#### Brief:
All the entries that follow are to be returned exactly.

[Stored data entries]
----------------------------------------

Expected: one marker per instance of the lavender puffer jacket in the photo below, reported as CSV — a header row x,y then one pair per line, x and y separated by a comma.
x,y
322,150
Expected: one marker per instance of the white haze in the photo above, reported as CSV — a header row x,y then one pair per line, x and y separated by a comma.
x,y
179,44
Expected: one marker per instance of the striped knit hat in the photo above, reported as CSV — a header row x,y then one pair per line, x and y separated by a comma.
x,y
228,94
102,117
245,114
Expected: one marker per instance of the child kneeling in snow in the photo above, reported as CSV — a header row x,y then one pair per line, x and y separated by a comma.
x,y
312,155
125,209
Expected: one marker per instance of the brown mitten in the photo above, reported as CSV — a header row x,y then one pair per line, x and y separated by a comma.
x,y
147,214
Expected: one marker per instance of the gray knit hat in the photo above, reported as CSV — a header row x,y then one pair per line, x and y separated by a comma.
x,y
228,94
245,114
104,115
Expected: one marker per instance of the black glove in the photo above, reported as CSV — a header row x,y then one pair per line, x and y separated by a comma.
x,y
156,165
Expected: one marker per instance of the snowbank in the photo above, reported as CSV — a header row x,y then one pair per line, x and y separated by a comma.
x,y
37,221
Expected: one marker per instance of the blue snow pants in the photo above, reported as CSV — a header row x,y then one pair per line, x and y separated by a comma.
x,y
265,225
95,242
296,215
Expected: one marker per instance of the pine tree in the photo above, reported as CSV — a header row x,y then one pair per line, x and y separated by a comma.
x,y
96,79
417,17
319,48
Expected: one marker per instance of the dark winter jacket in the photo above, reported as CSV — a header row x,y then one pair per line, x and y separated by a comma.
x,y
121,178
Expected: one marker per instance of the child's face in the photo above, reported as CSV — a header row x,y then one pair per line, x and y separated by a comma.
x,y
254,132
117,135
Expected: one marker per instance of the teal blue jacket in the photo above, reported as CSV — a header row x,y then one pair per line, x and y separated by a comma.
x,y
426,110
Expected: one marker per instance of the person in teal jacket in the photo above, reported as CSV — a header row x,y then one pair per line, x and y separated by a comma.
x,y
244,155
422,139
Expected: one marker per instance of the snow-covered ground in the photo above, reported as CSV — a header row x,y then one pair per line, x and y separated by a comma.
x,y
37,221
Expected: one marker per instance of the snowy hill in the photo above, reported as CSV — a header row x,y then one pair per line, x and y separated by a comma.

----------------------------------------

#### Written response:
Expected: one marker per instance of the lavender puffer jacket in the photo below, reported as CSV — a header row x,y then one pair per line, x and y separated by a comma.
x,y
322,150
Expected: one marker per instance of the white haze in the photo above, reported as CSV — a header row x,y then one pair per line, x and y separated by a comma.
x,y
179,44
Expected: one marker per instance of the striped knit hat in the photo above, reported as CSV — a header row x,y then one pair per line, x and y separated by a comma.
x,y
228,94
102,117
245,114
Expected: one marker per instance of the child kneeling in snow in the photo above, reported as CSV — a header row x,y then one pair per line, x and y separated by a comma.
x,y
312,155
125,209
Expected: one marker per instance of the brown mitten in the photo above, reported as CSV — a header row x,y then one pair per line, x and y separated by a comma.
x,y
147,214
Expected: one marker per instance of the gray knit hat in the photo above, reported as CSV — a header row x,y then one pair per line, x and y separated by a comma.
x,y
228,94
245,114
104,115
Expected: one marker per instance of the black glove in the photo above, reported as CSV — a header row x,y then one pair per line, x and y separated by a comma.
x,y
156,165
Expected: one marker per instance of the snowbank in the photo above, reported as CSV — a header row x,y then one pair per line, x and y separated by a comma.
x,y
37,221
Expected: one marker per instance of the blue snow pants in the photo above, reported as CSV — a header row x,y then one pair per line, x and y separated by a comma.
x,y
265,225
95,242
296,215
Expected: one marker per instance of the pine tree in the photo above, reported as CSV — a header row x,y then one pair per line, x and y separated by a comma.
x,y
96,79
417,17
319,48
Expected: one marker per instance of the dark winter jacket in the photo above, reported as CSV — a header row x,y then one pair per line, x and y separated by a comma.
x,y
121,178
Expected: one marker per instance of the child's face in the photo above, reported as CSV — a header row x,y then one pair per line, x and y separated by a comma.
x,y
254,132
117,135
Expected: one marker per instance of the teal blue jacket in the photo above, reported as CSV — a header row x,y then one pair per line, x and y separated by a comma.
x,y
426,110
Expected: one marker per instance of the person in teal jacket in the photo above, reported as CSV — a header row x,y then one pair per line, x and y separated by a comma.
x,y
244,155
422,139
Expected: one marker per instance of the snow-covered ground in the photo above, reported as CSV — a header row x,y then one pair per line, x and y separated by a comma.
x,y
37,221
Expected: one marker per instance of the snowy hill in the photo above, reported as CSV — a header row x,y then one pair per line, x and y separated by a comma.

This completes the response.